[PASSAGE SHOWN — start]
Monday, November 07, 2016

Hiking through history

If pressed, I could come up with a valid pedagogical reason for my class field trip yesterday, but mostly I just wanted to take my Honors students on a hike up the side of a hill on a beautiful fall afternoon.

The absence of cell-phone coverage at Mountwood Park was an asset--no Pokemons in those woods!--so they had no excuse not to listen when I asked them things: What's different about this tree? (The only tree blooming in November--witch hazel, source of pioneer medicines.) Why are we seeing a stone wall in the middle of dense woods? (Because this hasn't always been woods. Second-growth forest covering a former cow pasture.) Why are these ruins located at the top of a hill in the middle of nowhere? Why would anyone build a mansion way up here? (Because this hasn't always been the middle of nowhere; the ruins are evidence of the great wealth that flowed into the area during the first oil and gas boom in the late nineteenth century.)

My students recently finished reading Cold Mountain, in which Inman walks through autumn mountains much taller than this little foothill, moving silently to avoid capture by the Home Guard. As we hiked briskly over paths covered with dry leaves, we sounded like a herd of bison thundering past. "If we're Inman," I said, "We're dead."

But the cool fall air and strenuous uphill hike made us feel fully alive and invigorated, and that's as good a reason as any for a field trip. Maybe along the way we learned a little something about how to read layers of meaning on a landscape, but mostly we just enjoyed a nice autumn hike in the woods.
[PASSAGE SHOWN — finish]
[DATA RECORDS — start]
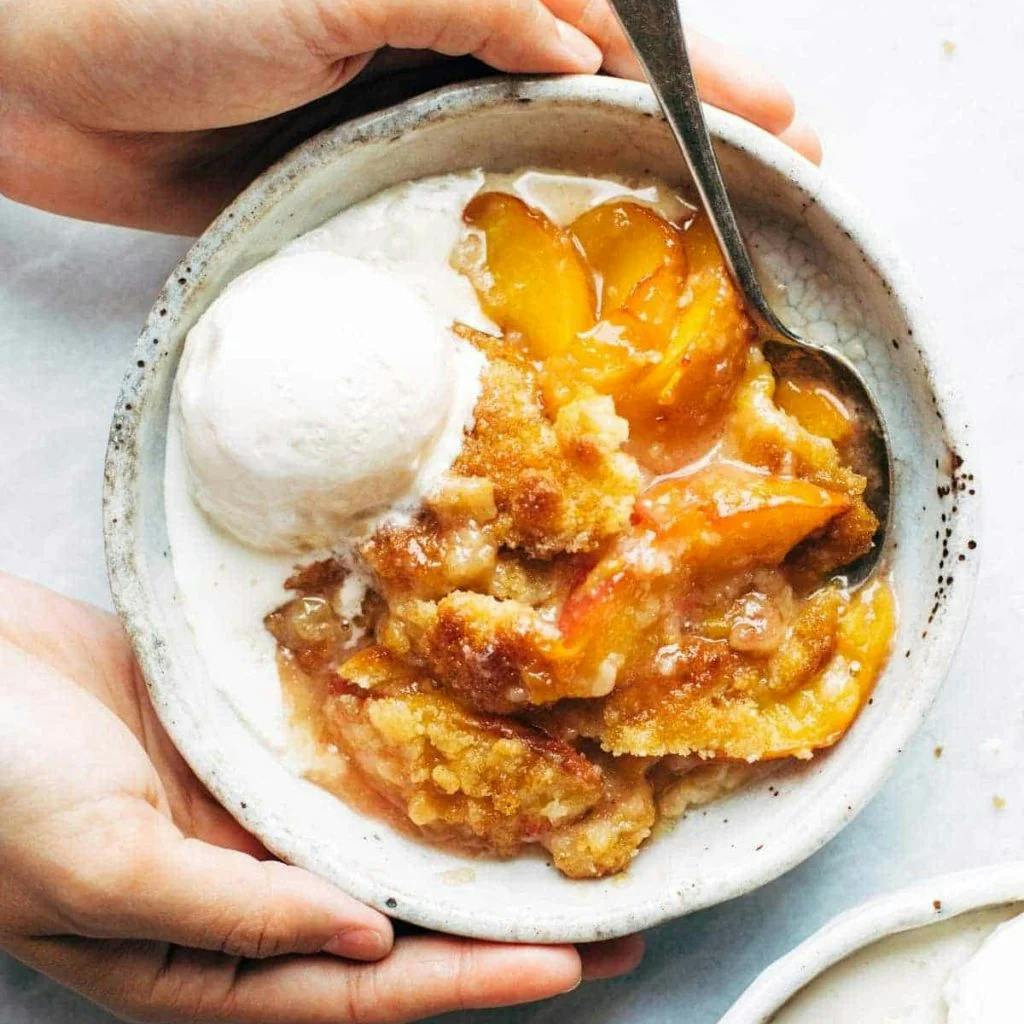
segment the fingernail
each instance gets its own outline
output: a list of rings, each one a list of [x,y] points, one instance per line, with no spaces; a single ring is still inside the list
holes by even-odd
[[[388,938],[372,928],[347,928],[324,946],[324,952],[347,959],[380,959],[390,950]]]
[[[604,62],[604,54],[597,43],[567,22],[558,22],[557,25],[558,38],[572,62],[581,71],[599,71]]]

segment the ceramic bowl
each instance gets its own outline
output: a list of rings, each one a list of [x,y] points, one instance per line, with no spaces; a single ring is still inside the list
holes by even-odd
[[[572,882],[540,856],[466,860],[395,834],[295,778],[218,695],[185,624],[164,517],[168,401],[188,329],[232,278],[393,183],[482,166],[686,174],[650,91],[610,78],[452,86],[332,128],[218,217],[157,297],[118,399],[105,467],[114,599],[157,711],[199,777],[286,860],[396,916],[464,935],[585,941],[738,896],[808,857],[864,806],[921,722],[965,625],[976,529],[966,414],[918,295],[871,225],[810,164],[710,111],[749,237],[794,326],[862,368],[892,433],[889,551],[900,604],[874,698],[827,755],[792,765],[649,843],[630,869]],[[938,583],[936,583],[938,581]]]
[[[1024,912],[1024,861],[945,874],[869,900],[834,918],[767,968],[719,1024],[768,1024],[798,992],[858,949],[891,935],[1007,904],[1020,904]],[[914,996],[914,976],[909,972],[906,978],[906,1001]],[[864,1020],[874,1019],[869,1008],[862,1009]]]

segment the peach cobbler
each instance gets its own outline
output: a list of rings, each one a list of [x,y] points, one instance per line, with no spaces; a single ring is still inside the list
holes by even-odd
[[[496,330],[471,428],[417,511],[266,617],[322,784],[423,839],[572,878],[659,817],[836,743],[894,629],[870,438],[759,340],[700,214],[556,223],[475,195],[452,265]],[[769,356],[771,357],[769,359]]]

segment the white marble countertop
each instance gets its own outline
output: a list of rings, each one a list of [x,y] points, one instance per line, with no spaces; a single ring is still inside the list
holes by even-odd
[[[981,574],[959,655],[873,803],[773,885],[665,926],[628,979],[483,1021],[714,1024],[826,919],[929,874],[1022,855],[1024,51],[1016,0],[688,0],[688,16],[787,79],[845,183],[920,275],[974,410]],[[135,332],[186,240],[0,201],[0,565],[109,605],[99,495]],[[941,757],[938,749],[941,748]],[[997,808],[994,797],[1006,801]],[[110,1018],[0,957],[0,1024]]]

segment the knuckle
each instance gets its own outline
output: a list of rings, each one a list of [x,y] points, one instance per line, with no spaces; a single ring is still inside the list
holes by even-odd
[DATA RECORDS — finish]
## WHAT TO DO:
A. Reproduce the hiking post from "My students recently" to "in the woods.", word for word.
B. In the hiking post, which tree was the only one blooming in November?
The items have no connection to the hiking post.

## SOLUTIONS TO THE PROBLEMS:
A.
My students recently finished reading Cold Mountain, in which Inman walks through autumn mountains much taller than this little foothill, moving silently to avoid capture by the Home Guard. As we hiked briskly over paths covered with dry leaves, we sounded like a herd of bison thundering past. "If we're Inman," I said, "We're dead."

But the cool fall air and strenuous uphill hike made us feel fully alive and invigorated, and that's as good a reason as any for a field trip. Maybe along the way we learned a little something about how to read layers of meaning on a landscape, but mostly we just enjoyed a nice autumn hike in the woods.

B. Witch hazel.